Quantum computing catches the
bus
By
Eric Smalley,
Technology Research News
Before researchers can build large-scale
quantum computers, they must work out ways to shunt information between
computer components.
Quantum computers use traits of particles like atoms and electrons
to compute, and are theoretically many orders of magnitude faster than
today's computers in solving very large problems, including the number-factoring
problems whose complexity underpins today's computer security software.
The challenges in building practical quantum computers include
preserving the fragile quantum states of particles that represent the
1s and 0s of digital information and controlling the delicate interactions
between particles that the computers tap to process information.
National Institute of Standards and Technology (NIST) researchers
have tapped an aspect of classical computers and a pair of weird particle
traits to allow distant particles, or qubits, to communicate as though
they were in contact.
In today's computers, memory and processor chips pass data back
and forth through a central communications bus. In contrast, many proposed
quantum architectures shunt information between particles, or qubits by
passing the information through every qubit in between, bucket-brigade
fashion. Transferring information this way is slow and error prone.
The researchers' scheme uses empty qubits as a communications
bus that allows distant memory bits to exchange information directly.
"Memory qubits... do not need to be swapped throughout the computer,"
said Gavin Brennan, a physicist at NIST. This helps cut down on errors,
which increase with each information transfer, he said.
The particles that make up qubits have states that can represent
the 1s and 0s of computing. Electrons, for example, have two different
spins, much like a top that can spin clockwise or counterclockwise.
Quantum computers have the potential to be phenomenally fast due
to a couple of weird traits of particles. When particles are isolated
from their environments, they enter the quantum state of superposition,
and are in some mix of all possible states.

(Task requirements)
a) Multiply the x and y coordinates in the answers by 0.6 and round to whole numbers, with halves rounding up. Restate the rows from the line with "Could you please annotate the orange" up to and including the last line of the rows, requests included.
b) Proceed with the article on quantum computing from the point where it stops.

(Dataset excerpts)
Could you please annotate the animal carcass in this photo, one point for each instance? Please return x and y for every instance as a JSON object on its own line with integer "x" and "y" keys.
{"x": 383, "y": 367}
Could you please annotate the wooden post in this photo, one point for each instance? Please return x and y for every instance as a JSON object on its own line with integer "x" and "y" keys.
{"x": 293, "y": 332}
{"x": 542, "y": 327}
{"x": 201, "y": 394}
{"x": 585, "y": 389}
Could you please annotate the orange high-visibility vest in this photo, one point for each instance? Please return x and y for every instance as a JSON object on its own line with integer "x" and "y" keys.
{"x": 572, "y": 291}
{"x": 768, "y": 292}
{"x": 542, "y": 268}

(Answers for the exercise)
a)
Could you please annotate the orange high-visibility vest in this photo, one point for each instance? Please return x and y for every instance as a JSON object on its own line with integer "x" and "y" keys.
{"x": 343, "y": 175}
{"x": 461, "y": 175}
{"x": 325, "y": 161}

b)
And when two or more particles in superposition come into contact,
they can become entangled, meaning one or more of their properties are
linked. The link remains even if the particles are separated, and if one
particle interacts with its environment and is knocked out of superposition
into a definite state, the other particle also leaves superposition and
assumes the same state at the same instant regardless of the distance
between them.
The key to quantum computers' potential is that qubits in superposition
can represent every possible answer to a problem at the same time, allowing
the computer to check all the answers with one set of operations. Quantum
computers containing thousands of qubits would be able to solve problems
that have so many possibilities it would take today's computers longer
than the life of the universe to check them all serially.
In the nearest-neighbor quantum computer architectures that could
be improved by the NIST scheme, neighboring qubits become entangled in
order to pass along information during logic operations. The bus qubits
in the researchers' scheme don't carry information directly, but become
entangled to form a communications channel.
When distant memory qubits A and B need to interact, "one creates
a chain of... entangled pairs of bus qubits between A and B using nearest-neighbor
interactions," Brennan said. In a second step, entanglement swapping,
the ends of the chain are entangled with each other, Brennan said. Qubits
A and B can communicate by having qubit A interact with the bus qubit
at one end of the chain and B interact with the bus qubit at the other
end of the chain. "The effect is the same as if A and B interacted directly,"
he said.
The nearest-neighbor interactions needed to form a chain with
entangled ends are easier to carry out and less error prone than the interactions
needed to pass information from one qubit to the next.
A communications bus "will certainly be necessary for large quantum
computers that use nearest-neighbor interaction," said David Kielpinski,
a postdoctoral fellow at the Massachusetts Institute of Technology. The
NIST method "is innovative and plausible, drawing on interesting recent
results in quantum communication," he said.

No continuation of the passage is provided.